**WHAT TO WORK ON:**
**A.** In the text on the Los Angeles rape-kit backlog, how many rapes does L.A. average each year?
**B.** Continue the article on the LAPD's DNA testing backlog from its last sentence.

Neither the Sheriff’s Department nor the LAPD — both now hiring extra DNA techs who need a year or more of training — has the manpower, funding or organizational setup to quickly handle the bulging workload and the test results stemming from this controversy.
Bratton promised to test every new kit. But in L.A., which averages 800 rapes a year, it is hard to see how this is feasible, even if the work is sent to outside labs. A lot of the work — like entering results of rape-kit analysis into the crime-database system known as CODIS — still has to be done by city workers, and currently it takes two to six hours to review a single analysis report, says LAPD lab director Matheson.
LAPDs giant freezers, stuffed with old rape cases, evoke a vast warehouse in Raiders of the Lost Ark.
With so many problems, it may be years before the LAPD can set in motion its plan to test DNA left behind at burglaries — something New York has done for years. In 2007, the LAPD participated in a federal program by the National Institute of Justice to determine the value of testing DNA traces left during property crimes. The LAPD tested DNA from the sites of property crimes in the San Fernando Valley, with intriguing results: “An amazing number of [burglars] eat and leave food behind,” says Matheson. “The first six [DNA] hits we got were serious offenders.”

**DATA LISTING:**
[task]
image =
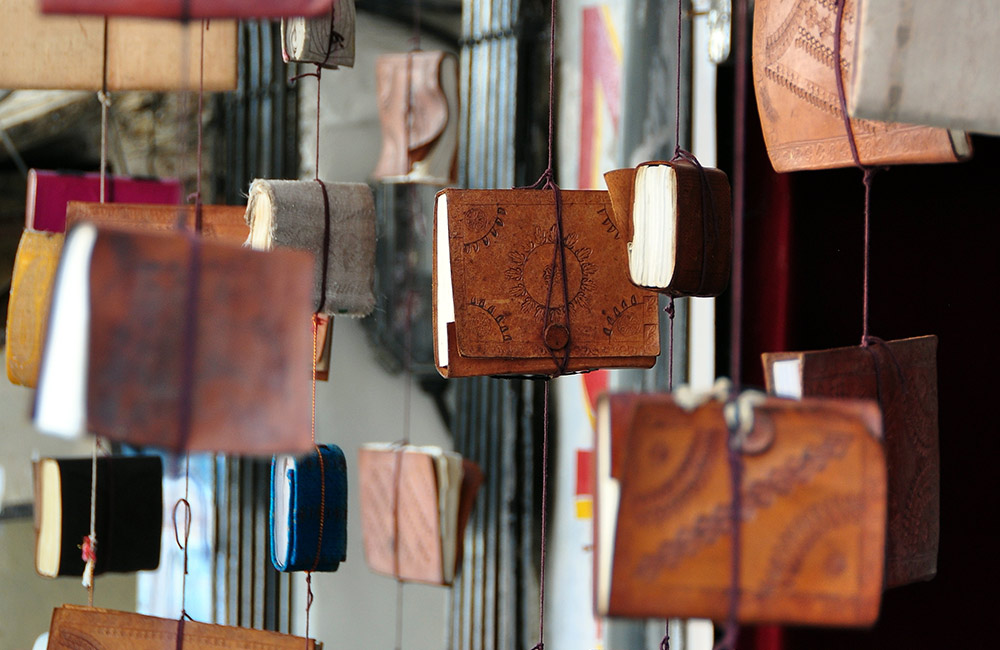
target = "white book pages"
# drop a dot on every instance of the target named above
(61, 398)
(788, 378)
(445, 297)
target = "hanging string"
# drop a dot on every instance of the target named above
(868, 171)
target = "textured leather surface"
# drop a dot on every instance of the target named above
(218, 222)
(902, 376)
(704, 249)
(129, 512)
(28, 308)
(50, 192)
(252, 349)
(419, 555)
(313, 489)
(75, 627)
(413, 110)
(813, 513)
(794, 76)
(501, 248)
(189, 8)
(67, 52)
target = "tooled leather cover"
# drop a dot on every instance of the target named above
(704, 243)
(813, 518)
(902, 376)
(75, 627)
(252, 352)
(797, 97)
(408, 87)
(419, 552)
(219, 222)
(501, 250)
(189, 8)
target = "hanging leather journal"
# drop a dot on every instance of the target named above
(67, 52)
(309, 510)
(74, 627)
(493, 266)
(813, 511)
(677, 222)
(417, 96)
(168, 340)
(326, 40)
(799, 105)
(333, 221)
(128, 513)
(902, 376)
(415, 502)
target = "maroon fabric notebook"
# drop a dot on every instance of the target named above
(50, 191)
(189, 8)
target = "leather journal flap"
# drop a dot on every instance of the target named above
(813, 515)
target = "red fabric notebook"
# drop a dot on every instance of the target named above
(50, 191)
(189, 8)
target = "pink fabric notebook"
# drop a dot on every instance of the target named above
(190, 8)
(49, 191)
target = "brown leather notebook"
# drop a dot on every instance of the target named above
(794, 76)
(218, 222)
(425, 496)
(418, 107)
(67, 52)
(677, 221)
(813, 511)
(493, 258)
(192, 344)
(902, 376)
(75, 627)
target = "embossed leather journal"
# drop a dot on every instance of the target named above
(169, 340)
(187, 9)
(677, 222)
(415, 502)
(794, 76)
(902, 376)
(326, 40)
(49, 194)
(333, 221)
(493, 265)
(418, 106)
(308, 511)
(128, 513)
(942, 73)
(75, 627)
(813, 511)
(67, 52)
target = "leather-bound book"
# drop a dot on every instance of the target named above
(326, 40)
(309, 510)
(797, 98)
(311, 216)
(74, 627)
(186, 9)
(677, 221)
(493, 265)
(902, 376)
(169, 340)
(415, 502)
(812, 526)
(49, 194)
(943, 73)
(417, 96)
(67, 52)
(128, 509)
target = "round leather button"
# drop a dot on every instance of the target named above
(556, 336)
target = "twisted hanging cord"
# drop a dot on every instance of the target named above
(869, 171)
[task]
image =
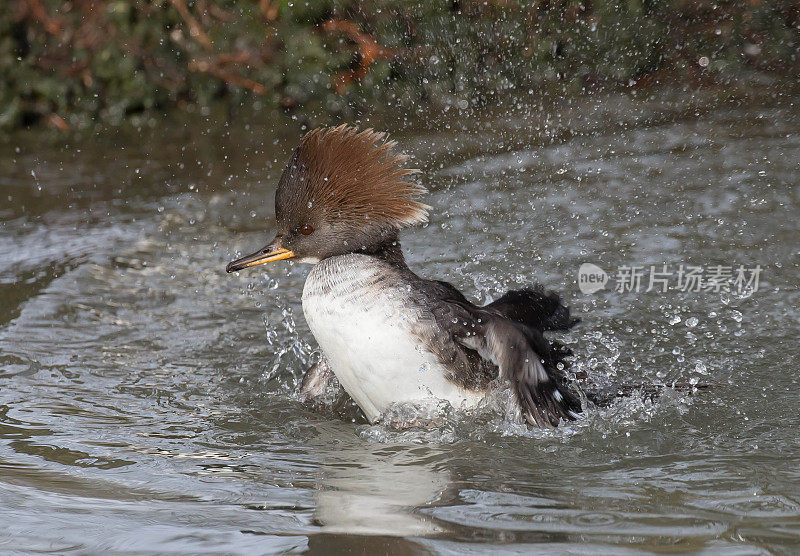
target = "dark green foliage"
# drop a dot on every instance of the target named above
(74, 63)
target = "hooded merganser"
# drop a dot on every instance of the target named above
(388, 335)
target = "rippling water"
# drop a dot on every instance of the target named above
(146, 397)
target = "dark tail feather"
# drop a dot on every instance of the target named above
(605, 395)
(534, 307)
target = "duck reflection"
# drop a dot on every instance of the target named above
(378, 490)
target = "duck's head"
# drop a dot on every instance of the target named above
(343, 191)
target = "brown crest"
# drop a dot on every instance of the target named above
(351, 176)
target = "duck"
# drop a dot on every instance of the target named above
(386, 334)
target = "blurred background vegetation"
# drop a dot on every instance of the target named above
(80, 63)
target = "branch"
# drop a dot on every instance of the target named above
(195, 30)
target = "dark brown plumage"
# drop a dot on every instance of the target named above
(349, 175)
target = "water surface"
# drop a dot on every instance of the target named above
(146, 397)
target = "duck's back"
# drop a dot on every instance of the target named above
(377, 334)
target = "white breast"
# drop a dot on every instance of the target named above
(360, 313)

**EXERCISE ANSWERS:**
**A.** About 800.

**B.**
The media attention has been a godsend to Matheson, who says he has “been asking for this for quite some time.” He notes, “A police officer can take someone off the street, but you need labs to convict them of something. One of the best things to happen to our lab was the negative reporting [about its underfunding] during the O.J. Simpson trial.”
At the end of March, Tofte’s Human Rights Watch will release its findings about how to fix L.A.’s lagging efforts. One of Human Right Watch’s goals is to persuade Congress to rework the Debbie Smith Act so that labs are forced to use a certain percentage of the funds to test old rape kits.
Will L.A. ever catch up to New York? New York’s “city leaders, police commissioner and mayor made a commitment to forensic science and funded it — and we haven’t seen that commitment on this end yet,” says Deputy D.A. Khan. “And we probably now won’t see it at all.”